======== Selection ========

# Spove's Online Campaign



## cthuluftaghn (Jul 23, 2002)

The DM Spove has started an online campaign using my message board from my website.

You can follow the action, as it happens!

Click on the title below, then follow the link to....

SPOVE'S ONLINE CAMPAIGN


----------



## Jodo Kast (Jul 26, 2002)

Cthulu and I are playing in a message board game run by the most excellent DM Spove.  I think it would make for an interesting Story Hour.  Cthulu, may I suggest that Spove do a weekly story hour update?  Or perhaps he can assign the task to his players (us), and we can alternate update duties, writing from our character's point of view?


----------



## Malessa (Jul 27, 2002)

DM Cthulu... too lazy to log Malessa out and log back in as myself...

I shall suggest it to Spove.  Although, between DM'ing the RttToEE campaign and writing its story hour, playing in Spove's online campaign, playing in your core campaign, the few-and-far-between After Dinner Encounters, and school, work, husband and father... I think my "In Basket" is a bit overfull.


----------



## Jodo Kast (Aug 2, 2002)

I'll write it up from Bale's POV if Spove doesn't have the time.


----------



## threshel (Aug 9, 2002)

*Bump...and a compliment.*

I have been impressed with the excellent dialog and grasp of character.  No stereotypes here.
It's making me put extra effort into my rogue, who will hopefully join you soon.



J


----------



## Malessa (Aug 21, 2002)

Never know what to expect from you fella's, keep it up, makes good reading!!


----------



## Malessa (Aug 31, 2002)

Hey Jodo, DM CthuluFtaghn wants me to do a character sketch of Melden and Bale, when you all were in the dark alley.  Is there any requests or specifics I should know about Bale that you would like me to add to the sketch? Or would you rather I do your's seperate with the icky spiders, tee hee.....?


----------



## Jodo Kast (Aug 31, 2002)

I picture Bale as looking like the Noah Wyle guy from ER, when he had a beard.  I looked online real quick, and if you go to  http://hometown.aol.com/noahw26/pictures3.html and scroll to the bottom picture there is one with him and a beard.  Maybe that helps?


----------

========

Parts of the exercise -
a: From the thread about Spove's online campaign, quote the passage from "The DM Spove" up to and including "the link to....".
b: Answer these questions using the thread about Spove's online campaign.
(i) Which DM has started the online campaign?
(ii) Jodo Kast offers to write the campaign up from which character's point of view if Spove lacks the time?
(iii) Which actor does Jodo Kast picture Bale looking like?

======== Listed records ========

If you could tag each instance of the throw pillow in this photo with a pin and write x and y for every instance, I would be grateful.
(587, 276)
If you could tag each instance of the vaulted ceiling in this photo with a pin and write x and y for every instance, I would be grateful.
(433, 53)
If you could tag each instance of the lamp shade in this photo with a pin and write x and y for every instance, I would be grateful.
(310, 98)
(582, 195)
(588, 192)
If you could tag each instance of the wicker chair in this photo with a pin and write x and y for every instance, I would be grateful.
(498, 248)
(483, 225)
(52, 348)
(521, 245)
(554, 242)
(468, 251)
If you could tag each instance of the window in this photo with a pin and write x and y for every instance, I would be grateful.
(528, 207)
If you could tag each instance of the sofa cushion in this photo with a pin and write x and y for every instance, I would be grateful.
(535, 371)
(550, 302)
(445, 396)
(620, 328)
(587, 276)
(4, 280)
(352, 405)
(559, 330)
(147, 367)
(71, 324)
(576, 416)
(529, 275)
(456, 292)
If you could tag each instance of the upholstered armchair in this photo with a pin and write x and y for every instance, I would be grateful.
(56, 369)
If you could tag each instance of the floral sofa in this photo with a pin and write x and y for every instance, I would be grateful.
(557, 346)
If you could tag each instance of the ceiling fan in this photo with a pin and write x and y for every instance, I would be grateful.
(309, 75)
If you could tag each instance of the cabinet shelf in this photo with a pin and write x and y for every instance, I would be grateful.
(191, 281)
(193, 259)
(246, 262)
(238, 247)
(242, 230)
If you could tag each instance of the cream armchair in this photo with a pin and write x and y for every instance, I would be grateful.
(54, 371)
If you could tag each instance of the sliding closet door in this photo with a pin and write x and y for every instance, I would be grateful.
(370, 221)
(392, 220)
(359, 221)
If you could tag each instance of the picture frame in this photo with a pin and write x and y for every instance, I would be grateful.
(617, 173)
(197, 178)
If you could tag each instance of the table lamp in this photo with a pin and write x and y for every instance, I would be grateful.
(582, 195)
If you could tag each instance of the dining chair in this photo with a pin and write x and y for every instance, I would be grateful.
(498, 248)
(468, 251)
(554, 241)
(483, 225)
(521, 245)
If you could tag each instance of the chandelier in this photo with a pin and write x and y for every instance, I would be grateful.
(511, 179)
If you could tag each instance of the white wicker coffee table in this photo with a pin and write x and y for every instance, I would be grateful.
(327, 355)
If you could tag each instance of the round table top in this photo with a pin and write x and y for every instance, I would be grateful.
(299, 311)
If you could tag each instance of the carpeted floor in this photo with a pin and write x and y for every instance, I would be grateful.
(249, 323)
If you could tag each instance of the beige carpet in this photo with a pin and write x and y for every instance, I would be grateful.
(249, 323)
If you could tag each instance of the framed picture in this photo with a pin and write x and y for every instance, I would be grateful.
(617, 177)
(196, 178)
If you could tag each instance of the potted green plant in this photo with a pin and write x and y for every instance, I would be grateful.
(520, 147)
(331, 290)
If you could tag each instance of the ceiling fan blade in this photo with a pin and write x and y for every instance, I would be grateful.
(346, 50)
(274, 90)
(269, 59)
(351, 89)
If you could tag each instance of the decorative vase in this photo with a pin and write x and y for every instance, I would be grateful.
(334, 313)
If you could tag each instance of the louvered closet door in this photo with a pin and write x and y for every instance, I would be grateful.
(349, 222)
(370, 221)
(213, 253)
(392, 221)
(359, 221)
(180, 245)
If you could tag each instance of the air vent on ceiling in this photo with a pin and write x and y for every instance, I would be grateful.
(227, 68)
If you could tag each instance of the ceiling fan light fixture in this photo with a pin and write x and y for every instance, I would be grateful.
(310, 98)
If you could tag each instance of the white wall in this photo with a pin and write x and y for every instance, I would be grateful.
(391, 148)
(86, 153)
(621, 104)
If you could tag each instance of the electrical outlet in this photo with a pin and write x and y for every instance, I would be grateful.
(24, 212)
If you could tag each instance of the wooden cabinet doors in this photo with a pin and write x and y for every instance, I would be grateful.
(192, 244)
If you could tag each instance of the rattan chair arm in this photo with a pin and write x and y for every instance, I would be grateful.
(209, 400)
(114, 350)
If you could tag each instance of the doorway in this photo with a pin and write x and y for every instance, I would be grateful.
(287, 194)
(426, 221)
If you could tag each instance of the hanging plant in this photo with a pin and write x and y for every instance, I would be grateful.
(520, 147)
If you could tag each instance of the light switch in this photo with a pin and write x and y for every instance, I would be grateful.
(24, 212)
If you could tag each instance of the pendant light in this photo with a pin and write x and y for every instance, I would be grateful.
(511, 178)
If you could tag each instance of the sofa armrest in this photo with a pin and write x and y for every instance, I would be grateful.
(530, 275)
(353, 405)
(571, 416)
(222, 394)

========

In response -
a:
The DM Spove has started an online campaign using my message board from my website.

You can follow the action, as it happens!

Click on the title below, then follow the link to....

b:
(i) Spove
(ii) Bale's
(iii) Noah Wyle, the actor from ER, as he looked when he had a beard